| WRITTEN INSTRUCTION |
Copy the items from the start through the line containing "left=642, top=338, right=784, bottom=548", both ends included. Scale each bounding-box coordinate in the answers by 1.7 and round to whole numbers, halves up, but leave the requests and their format samples unchanged.

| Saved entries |
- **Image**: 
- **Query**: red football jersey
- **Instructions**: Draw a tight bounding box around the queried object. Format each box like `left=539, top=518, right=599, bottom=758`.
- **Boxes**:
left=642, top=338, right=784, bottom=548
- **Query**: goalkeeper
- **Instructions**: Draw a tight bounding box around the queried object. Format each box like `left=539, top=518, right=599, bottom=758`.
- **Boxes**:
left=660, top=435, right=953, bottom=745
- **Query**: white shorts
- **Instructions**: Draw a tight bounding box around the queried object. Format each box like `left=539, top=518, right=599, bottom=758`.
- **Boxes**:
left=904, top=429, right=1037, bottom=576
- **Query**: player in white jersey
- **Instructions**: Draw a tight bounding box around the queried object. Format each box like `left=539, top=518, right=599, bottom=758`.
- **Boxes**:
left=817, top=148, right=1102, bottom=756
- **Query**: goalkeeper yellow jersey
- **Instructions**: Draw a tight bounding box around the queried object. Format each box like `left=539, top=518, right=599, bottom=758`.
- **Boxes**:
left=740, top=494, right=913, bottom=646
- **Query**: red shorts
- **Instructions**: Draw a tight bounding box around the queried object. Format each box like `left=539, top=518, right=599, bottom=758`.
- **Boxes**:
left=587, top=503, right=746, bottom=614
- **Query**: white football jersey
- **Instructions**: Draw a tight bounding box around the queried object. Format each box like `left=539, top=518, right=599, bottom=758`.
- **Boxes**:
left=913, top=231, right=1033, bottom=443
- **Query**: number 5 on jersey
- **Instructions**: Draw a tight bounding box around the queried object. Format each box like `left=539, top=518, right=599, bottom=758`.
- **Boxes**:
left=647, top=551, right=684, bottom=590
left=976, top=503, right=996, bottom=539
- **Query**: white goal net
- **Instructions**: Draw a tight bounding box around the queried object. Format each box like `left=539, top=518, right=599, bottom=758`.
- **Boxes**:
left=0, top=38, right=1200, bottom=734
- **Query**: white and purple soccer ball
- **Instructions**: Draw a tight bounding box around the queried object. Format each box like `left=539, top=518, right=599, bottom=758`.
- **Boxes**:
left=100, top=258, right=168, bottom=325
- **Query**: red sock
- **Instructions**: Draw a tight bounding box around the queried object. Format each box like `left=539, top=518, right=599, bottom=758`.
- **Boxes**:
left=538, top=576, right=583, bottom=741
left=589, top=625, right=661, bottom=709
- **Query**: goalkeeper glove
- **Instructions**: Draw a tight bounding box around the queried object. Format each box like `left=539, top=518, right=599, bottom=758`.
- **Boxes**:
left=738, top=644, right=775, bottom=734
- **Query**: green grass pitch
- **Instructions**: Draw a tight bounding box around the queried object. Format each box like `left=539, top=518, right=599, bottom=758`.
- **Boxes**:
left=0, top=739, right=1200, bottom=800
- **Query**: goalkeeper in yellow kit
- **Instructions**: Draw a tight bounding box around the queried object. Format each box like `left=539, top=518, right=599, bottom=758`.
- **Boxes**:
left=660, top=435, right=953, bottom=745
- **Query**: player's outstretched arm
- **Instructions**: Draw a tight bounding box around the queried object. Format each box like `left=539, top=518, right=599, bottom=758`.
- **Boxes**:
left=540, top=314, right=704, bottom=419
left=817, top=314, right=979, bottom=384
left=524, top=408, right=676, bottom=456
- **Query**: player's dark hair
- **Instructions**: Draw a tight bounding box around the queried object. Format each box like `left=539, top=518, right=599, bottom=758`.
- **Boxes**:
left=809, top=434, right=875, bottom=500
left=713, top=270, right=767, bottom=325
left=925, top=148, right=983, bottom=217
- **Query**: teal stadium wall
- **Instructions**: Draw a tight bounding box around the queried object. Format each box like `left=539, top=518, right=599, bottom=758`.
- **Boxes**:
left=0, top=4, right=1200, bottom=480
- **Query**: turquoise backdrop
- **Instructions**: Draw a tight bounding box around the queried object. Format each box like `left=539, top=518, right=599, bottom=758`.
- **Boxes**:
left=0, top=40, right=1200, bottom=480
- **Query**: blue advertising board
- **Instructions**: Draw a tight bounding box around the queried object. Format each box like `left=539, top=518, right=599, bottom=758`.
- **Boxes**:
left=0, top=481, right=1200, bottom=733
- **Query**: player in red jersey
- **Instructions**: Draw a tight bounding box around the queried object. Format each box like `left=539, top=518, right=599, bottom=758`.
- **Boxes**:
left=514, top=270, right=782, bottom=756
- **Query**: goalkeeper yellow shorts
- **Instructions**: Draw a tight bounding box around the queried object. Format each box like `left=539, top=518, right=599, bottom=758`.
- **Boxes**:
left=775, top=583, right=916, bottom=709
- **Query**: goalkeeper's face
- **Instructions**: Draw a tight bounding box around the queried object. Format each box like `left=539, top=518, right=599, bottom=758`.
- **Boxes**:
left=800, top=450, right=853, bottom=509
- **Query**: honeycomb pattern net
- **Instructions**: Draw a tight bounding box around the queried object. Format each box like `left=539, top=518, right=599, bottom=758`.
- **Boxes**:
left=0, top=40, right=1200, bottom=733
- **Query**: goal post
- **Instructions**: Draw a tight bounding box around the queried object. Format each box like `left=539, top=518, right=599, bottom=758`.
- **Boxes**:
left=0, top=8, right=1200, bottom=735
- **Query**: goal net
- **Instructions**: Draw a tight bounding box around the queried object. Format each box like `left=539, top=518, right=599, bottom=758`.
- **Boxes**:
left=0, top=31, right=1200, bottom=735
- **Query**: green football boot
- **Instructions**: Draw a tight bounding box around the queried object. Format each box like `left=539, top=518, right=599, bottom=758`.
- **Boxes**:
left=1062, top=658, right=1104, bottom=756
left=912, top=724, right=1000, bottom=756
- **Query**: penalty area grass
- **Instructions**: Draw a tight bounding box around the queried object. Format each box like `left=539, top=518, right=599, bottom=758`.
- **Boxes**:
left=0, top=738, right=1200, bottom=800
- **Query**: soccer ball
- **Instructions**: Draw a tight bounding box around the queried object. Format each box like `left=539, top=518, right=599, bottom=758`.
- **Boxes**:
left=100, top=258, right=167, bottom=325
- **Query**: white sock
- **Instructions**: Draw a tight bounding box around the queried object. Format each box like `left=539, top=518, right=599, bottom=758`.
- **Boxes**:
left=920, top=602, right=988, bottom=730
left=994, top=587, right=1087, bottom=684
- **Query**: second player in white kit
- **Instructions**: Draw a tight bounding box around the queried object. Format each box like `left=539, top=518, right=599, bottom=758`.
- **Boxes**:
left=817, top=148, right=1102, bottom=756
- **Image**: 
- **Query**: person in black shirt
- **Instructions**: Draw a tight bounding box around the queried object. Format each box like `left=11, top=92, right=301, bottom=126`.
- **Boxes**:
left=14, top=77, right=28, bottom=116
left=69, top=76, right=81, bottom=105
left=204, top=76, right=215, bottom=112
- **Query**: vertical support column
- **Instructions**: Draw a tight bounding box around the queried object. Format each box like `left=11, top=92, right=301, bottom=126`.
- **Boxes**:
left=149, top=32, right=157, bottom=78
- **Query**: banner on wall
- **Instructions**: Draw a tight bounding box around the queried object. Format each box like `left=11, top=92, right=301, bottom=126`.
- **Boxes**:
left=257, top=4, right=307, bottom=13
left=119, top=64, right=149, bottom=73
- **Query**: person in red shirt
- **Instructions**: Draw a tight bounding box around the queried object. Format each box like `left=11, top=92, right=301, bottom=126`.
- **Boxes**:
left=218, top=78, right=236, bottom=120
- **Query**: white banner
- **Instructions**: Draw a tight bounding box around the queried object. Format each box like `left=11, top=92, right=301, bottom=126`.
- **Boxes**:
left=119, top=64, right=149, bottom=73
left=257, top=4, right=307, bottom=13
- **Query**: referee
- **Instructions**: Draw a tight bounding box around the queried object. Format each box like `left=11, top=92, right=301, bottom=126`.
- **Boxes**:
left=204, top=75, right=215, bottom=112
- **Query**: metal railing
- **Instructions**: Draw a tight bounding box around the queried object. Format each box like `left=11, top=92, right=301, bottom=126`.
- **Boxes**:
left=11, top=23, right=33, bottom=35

| FINAL RESULT |
- **Image**: 
- **Query**: red football jersey
- **Instructions**: Draw a tight bounding box around the queried object. Format each box like `left=539, top=518, right=599, bottom=758`.
- **Boxes**:
left=1091, top=575, right=1333, bottom=932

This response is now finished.